Determine how many lines in the records below contain the string "object", treating uppercase and lowercase letters as distinct. Give only the number.

▸ MATERIAL PROVIDED:
● ● ●
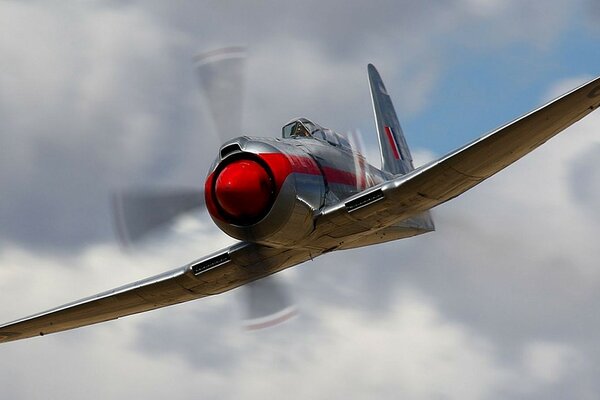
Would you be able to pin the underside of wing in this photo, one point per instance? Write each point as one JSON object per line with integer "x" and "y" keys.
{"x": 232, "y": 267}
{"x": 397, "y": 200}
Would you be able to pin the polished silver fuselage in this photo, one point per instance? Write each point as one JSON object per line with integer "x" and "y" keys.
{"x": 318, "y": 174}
● ● ●
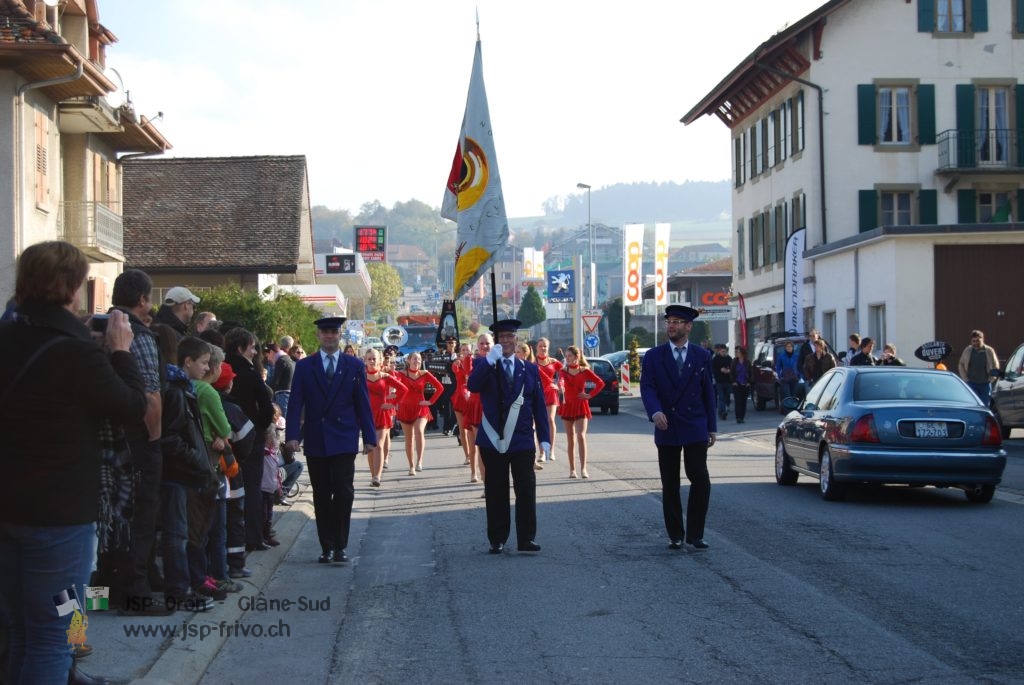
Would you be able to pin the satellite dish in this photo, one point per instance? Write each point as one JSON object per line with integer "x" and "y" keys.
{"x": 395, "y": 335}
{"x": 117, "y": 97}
● ● ●
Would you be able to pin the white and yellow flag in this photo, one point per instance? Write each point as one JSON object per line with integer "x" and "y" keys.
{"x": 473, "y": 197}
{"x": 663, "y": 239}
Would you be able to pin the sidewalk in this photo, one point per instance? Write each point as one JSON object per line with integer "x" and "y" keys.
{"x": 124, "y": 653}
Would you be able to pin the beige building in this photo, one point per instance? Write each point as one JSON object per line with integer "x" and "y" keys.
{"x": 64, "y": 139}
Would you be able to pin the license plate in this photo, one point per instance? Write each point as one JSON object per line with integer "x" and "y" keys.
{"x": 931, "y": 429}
● ● ●
▸ EXPECTED ANSWER:
7